[RECORD EXTRACTS start]

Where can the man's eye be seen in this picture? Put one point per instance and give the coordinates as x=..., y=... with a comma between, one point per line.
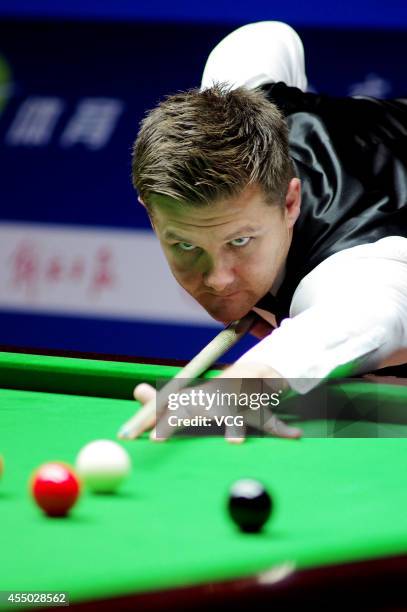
x=240, y=241
x=185, y=246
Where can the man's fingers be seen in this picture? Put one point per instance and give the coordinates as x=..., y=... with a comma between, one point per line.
x=145, y=418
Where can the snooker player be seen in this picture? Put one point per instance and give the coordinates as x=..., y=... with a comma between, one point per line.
x=265, y=197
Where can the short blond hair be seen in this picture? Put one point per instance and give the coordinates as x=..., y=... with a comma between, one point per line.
x=198, y=147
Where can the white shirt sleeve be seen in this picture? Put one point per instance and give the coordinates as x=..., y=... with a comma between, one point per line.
x=350, y=310
x=256, y=54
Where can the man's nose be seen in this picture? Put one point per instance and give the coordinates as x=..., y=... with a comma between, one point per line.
x=219, y=275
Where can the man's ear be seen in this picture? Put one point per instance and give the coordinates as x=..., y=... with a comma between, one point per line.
x=293, y=201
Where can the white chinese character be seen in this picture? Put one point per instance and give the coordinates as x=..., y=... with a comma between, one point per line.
x=34, y=122
x=93, y=123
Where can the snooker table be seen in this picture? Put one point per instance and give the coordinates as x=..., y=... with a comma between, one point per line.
x=338, y=532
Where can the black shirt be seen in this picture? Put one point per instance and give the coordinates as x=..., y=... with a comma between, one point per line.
x=351, y=157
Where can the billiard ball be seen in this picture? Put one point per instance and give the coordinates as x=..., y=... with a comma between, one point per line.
x=103, y=465
x=55, y=487
x=249, y=505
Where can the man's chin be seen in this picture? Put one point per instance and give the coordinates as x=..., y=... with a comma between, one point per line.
x=228, y=315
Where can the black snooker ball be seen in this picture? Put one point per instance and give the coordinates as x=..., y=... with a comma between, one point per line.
x=249, y=505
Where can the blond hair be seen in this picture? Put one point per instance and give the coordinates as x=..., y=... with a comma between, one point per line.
x=198, y=147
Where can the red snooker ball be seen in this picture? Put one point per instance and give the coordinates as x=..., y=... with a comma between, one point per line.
x=55, y=487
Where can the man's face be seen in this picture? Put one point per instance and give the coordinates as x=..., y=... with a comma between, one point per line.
x=230, y=254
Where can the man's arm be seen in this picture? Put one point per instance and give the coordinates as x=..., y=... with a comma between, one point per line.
x=351, y=310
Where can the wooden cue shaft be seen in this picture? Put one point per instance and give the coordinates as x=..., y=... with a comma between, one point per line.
x=201, y=362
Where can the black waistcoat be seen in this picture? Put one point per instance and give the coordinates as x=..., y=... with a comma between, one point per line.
x=351, y=157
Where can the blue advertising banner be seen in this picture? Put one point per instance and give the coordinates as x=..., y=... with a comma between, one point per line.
x=74, y=242
x=347, y=13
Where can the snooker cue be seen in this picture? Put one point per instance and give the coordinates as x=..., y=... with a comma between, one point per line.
x=201, y=362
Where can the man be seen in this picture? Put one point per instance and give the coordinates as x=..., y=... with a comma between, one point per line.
x=292, y=204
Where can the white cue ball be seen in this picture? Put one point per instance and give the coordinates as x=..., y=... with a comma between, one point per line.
x=103, y=465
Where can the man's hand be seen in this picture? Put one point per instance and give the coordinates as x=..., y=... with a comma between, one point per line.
x=271, y=424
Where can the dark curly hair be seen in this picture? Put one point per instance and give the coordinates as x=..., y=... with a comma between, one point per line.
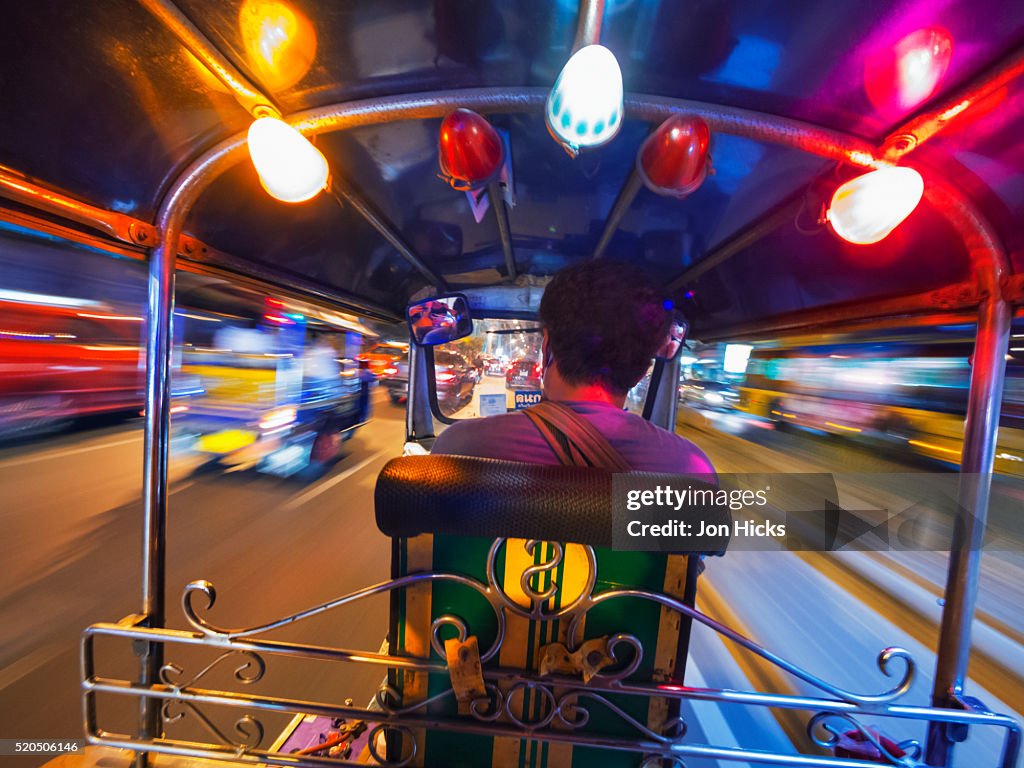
x=605, y=320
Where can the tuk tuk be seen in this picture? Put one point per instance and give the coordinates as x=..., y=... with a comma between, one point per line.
x=804, y=168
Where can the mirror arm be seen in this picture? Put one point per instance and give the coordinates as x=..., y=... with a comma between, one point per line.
x=663, y=394
x=419, y=424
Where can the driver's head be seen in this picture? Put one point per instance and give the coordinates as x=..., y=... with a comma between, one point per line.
x=604, y=321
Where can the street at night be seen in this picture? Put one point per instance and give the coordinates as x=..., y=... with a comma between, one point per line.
x=273, y=547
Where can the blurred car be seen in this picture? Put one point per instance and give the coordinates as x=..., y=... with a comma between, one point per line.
x=454, y=377
x=384, y=354
x=394, y=378
x=495, y=367
x=715, y=395
x=523, y=374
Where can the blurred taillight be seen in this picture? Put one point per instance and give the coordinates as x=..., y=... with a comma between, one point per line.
x=280, y=417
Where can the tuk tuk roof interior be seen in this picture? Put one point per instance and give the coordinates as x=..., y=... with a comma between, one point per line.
x=103, y=102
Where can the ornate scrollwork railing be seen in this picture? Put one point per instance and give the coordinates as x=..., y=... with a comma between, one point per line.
x=562, y=704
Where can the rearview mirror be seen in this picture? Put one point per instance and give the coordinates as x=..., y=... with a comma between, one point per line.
x=674, y=340
x=439, y=320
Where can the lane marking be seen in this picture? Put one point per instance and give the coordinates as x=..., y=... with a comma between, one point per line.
x=4, y=464
x=762, y=674
x=991, y=674
x=936, y=591
x=297, y=501
x=30, y=663
x=713, y=722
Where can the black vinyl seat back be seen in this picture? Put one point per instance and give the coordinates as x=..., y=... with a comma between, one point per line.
x=486, y=498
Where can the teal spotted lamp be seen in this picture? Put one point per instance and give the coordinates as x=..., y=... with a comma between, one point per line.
x=585, y=107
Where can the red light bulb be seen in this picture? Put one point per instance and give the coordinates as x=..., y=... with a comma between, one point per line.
x=906, y=75
x=674, y=159
x=470, y=152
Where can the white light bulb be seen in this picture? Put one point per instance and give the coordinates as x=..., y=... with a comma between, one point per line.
x=585, y=107
x=290, y=168
x=865, y=209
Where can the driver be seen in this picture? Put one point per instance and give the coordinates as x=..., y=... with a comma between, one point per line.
x=603, y=322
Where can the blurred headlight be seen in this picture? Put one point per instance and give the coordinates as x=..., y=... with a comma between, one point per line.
x=280, y=417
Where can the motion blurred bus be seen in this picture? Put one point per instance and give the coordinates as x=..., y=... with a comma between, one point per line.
x=903, y=388
x=62, y=358
x=270, y=387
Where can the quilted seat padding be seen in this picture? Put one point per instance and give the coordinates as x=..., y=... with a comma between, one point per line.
x=462, y=496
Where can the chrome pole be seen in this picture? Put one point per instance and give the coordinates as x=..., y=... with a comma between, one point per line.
x=980, y=434
x=589, y=29
x=157, y=438
x=504, y=231
x=626, y=197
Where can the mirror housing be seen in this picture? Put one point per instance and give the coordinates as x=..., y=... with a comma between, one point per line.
x=439, y=320
x=674, y=339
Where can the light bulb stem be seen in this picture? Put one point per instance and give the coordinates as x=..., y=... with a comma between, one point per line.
x=589, y=31
x=265, y=111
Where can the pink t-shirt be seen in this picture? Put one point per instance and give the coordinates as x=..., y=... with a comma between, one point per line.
x=514, y=437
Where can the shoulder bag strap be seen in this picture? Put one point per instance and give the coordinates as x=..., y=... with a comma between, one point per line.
x=573, y=439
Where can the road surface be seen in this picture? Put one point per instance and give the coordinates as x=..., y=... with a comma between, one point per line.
x=71, y=524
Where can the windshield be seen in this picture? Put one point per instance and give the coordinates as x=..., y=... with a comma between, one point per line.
x=495, y=370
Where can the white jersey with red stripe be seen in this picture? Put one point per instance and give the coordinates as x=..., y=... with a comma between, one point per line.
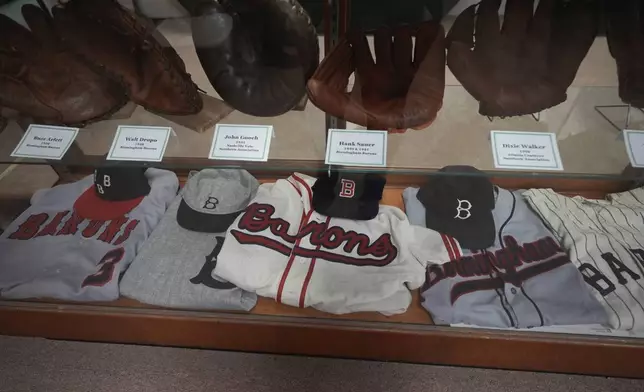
x=281, y=248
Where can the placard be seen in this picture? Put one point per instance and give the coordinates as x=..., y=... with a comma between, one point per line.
x=356, y=148
x=525, y=150
x=45, y=141
x=139, y=143
x=241, y=142
x=634, y=141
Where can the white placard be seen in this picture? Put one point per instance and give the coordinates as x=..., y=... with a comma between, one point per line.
x=139, y=143
x=525, y=150
x=356, y=148
x=634, y=141
x=45, y=141
x=241, y=142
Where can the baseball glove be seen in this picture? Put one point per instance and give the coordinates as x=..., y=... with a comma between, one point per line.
x=625, y=33
x=257, y=54
x=395, y=92
x=131, y=51
x=527, y=65
x=41, y=80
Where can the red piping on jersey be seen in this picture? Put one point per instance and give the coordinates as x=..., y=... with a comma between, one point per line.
x=295, y=187
x=303, y=222
x=305, y=286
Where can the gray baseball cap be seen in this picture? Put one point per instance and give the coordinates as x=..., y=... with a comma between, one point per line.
x=213, y=198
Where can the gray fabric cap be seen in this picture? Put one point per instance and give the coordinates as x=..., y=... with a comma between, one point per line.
x=213, y=198
x=174, y=268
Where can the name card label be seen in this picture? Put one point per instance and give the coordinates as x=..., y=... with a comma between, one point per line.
x=356, y=148
x=241, y=142
x=525, y=150
x=45, y=141
x=634, y=141
x=139, y=143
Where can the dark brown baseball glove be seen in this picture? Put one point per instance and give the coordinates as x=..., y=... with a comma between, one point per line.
x=257, y=54
x=130, y=50
x=526, y=65
x=41, y=80
x=403, y=88
x=625, y=33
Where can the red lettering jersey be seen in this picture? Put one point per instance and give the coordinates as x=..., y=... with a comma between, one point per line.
x=50, y=252
x=281, y=248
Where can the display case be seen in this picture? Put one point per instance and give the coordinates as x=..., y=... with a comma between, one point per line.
x=589, y=155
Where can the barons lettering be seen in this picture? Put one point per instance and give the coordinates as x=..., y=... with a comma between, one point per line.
x=600, y=282
x=499, y=267
x=259, y=218
x=116, y=232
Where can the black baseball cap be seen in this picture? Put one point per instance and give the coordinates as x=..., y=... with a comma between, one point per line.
x=348, y=195
x=116, y=191
x=460, y=205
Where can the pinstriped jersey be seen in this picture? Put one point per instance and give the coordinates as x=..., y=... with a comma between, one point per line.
x=605, y=240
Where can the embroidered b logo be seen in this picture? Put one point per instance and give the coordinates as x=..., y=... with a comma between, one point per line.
x=463, y=209
x=211, y=203
x=107, y=182
x=348, y=188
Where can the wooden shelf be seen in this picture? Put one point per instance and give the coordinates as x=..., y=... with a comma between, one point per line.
x=274, y=328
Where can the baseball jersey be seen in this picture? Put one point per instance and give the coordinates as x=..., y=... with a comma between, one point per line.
x=605, y=240
x=51, y=252
x=174, y=269
x=281, y=248
x=524, y=280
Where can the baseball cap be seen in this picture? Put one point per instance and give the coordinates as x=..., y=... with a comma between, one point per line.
x=460, y=206
x=348, y=195
x=116, y=191
x=213, y=198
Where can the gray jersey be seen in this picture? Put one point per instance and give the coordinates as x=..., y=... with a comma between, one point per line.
x=51, y=252
x=175, y=269
x=605, y=240
x=525, y=280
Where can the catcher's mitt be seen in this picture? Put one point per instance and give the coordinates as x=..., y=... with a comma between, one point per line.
x=625, y=33
x=131, y=51
x=257, y=54
x=527, y=65
x=39, y=79
x=395, y=92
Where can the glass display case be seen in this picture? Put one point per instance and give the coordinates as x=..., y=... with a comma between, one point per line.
x=509, y=232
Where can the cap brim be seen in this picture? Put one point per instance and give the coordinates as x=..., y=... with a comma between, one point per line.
x=471, y=234
x=90, y=206
x=193, y=220
x=346, y=208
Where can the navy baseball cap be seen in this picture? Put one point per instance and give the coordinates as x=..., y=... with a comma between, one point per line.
x=348, y=195
x=460, y=205
x=116, y=191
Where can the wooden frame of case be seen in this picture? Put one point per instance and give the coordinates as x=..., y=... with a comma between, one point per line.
x=519, y=350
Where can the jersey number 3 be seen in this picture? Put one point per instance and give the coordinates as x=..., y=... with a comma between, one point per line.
x=105, y=268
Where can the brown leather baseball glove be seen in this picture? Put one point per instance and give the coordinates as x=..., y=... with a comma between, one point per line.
x=625, y=33
x=403, y=88
x=131, y=51
x=39, y=79
x=526, y=65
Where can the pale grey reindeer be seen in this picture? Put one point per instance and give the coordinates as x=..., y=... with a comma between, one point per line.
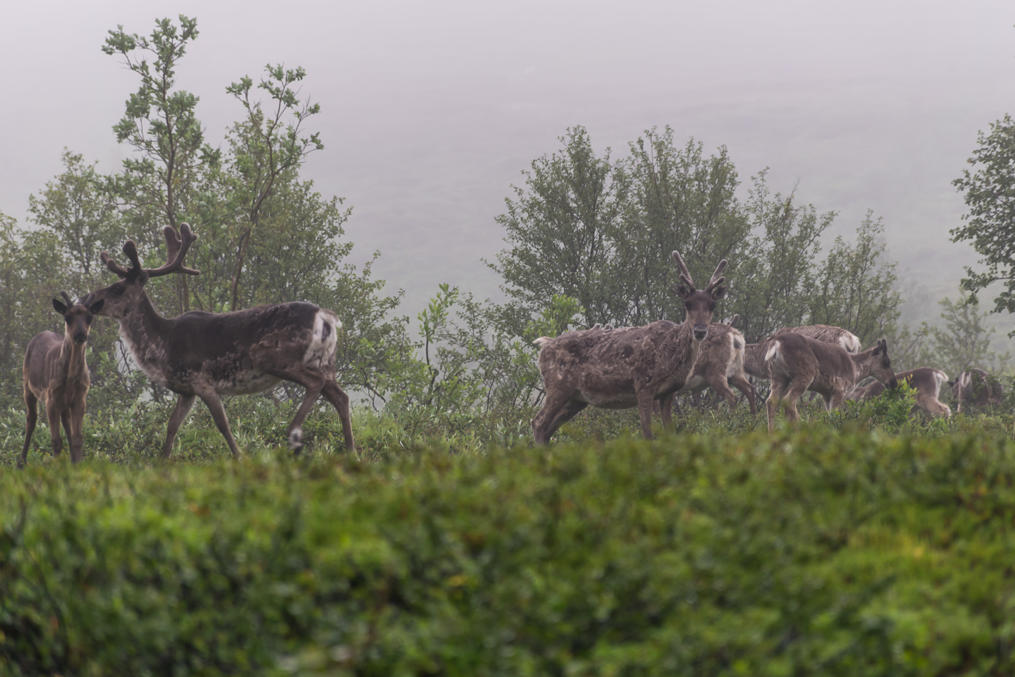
x=976, y=389
x=926, y=381
x=798, y=363
x=720, y=364
x=754, y=353
x=628, y=366
x=210, y=354
x=55, y=370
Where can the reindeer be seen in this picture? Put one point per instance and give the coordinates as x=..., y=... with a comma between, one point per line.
x=209, y=354
x=925, y=380
x=55, y=371
x=618, y=368
x=797, y=363
x=754, y=353
x=826, y=334
x=976, y=389
x=720, y=363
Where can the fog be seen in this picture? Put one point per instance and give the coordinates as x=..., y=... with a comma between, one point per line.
x=430, y=111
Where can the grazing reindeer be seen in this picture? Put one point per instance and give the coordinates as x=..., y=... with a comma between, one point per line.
x=797, y=363
x=826, y=334
x=720, y=363
x=976, y=389
x=754, y=353
x=55, y=370
x=618, y=368
x=209, y=354
x=925, y=380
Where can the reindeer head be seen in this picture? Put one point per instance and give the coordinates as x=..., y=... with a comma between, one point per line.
x=123, y=296
x=879, y=364
x=699, y=305
x=77, y=317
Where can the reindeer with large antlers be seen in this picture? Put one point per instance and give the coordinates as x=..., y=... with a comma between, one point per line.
x=209, y=354
x=798, y=363
x=55, y=370
x=628, y=366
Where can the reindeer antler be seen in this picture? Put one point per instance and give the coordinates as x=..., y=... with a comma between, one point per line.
x=177, y=245
x=685, y=275
x=716, y=283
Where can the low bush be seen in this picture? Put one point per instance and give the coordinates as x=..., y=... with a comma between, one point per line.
x=808, y=551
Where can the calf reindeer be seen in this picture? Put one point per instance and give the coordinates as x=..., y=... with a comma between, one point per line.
x=210, y=354
x=55, y=371
x=826, y=334
x=925, y=380
x=797, y=363
x=619, y=368
x=720, y=364
x=976, y=389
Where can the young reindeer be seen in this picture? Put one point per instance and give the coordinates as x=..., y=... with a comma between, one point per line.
x=925, y=380
x=55, y=371
x=618, y=368
x=797, y=363
x=720, y=364
x=210, y=354
x=975, y=389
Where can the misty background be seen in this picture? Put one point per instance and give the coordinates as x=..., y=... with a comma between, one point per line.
x=430, y=111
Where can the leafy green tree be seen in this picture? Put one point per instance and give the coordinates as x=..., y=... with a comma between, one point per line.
x=561, y=231
x=265, y=148
x=856, y=286
x=960, y=340
x=79, y=208
x=989, y=224
x=159, y=123
x=32, y=271
x=775, y=275
x=678, y=199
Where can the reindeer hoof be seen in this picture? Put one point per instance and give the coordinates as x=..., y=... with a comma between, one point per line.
x=296, y=439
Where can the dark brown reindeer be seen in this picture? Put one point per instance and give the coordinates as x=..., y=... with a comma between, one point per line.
x=628, y=366
x=798, y=363
x=720, y=364
x=55, y=371
x=925, y=380
x=754, y=353
x=975, y=389
x=209, y=354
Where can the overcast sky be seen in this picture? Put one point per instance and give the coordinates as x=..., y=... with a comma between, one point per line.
x=431, y=110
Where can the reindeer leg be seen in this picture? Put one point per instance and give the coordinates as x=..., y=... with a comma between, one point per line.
x=745, y=387
x=30, y=403
x=722, y=387
x=666, y=410
x=771, y=404
x=645, y=400
x=54, y=416
x=176, y=418
x=65, y=418
x=794, y=391
x=214, y=404
x=294, y=433
x=566, y=413
x=542, y=422
x=334, y=394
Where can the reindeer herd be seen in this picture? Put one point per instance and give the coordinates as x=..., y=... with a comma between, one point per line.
x=206, y=355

[RECORD EXTRACTS end]

### AIM OF THE EXERCISE
Please update the material from its first line through the line with "x=265, y=197", replacing "snooker player" with "cue sports player" and keeping everything else unchanged. Omit the pictures from your answer.

### OUTPUT OF THE EXERCISE
Where can the man's eye be seen in this picture? Put one point per instance and give the coordinates as x=..., y=... with a comma between, one point per line.
x=240, y=241
x=185, y=246
Where can the man's fingers be seen in this picture? Put one point per instance and give the coordinates as x=..., y=... with a comma between, one point per line.
x=145, y=418
Where can the cue sports player be seen in this picture? Put one point per instance and give the coordinates as x=..., y=... with a comma between, one point per line.
x=265, y=197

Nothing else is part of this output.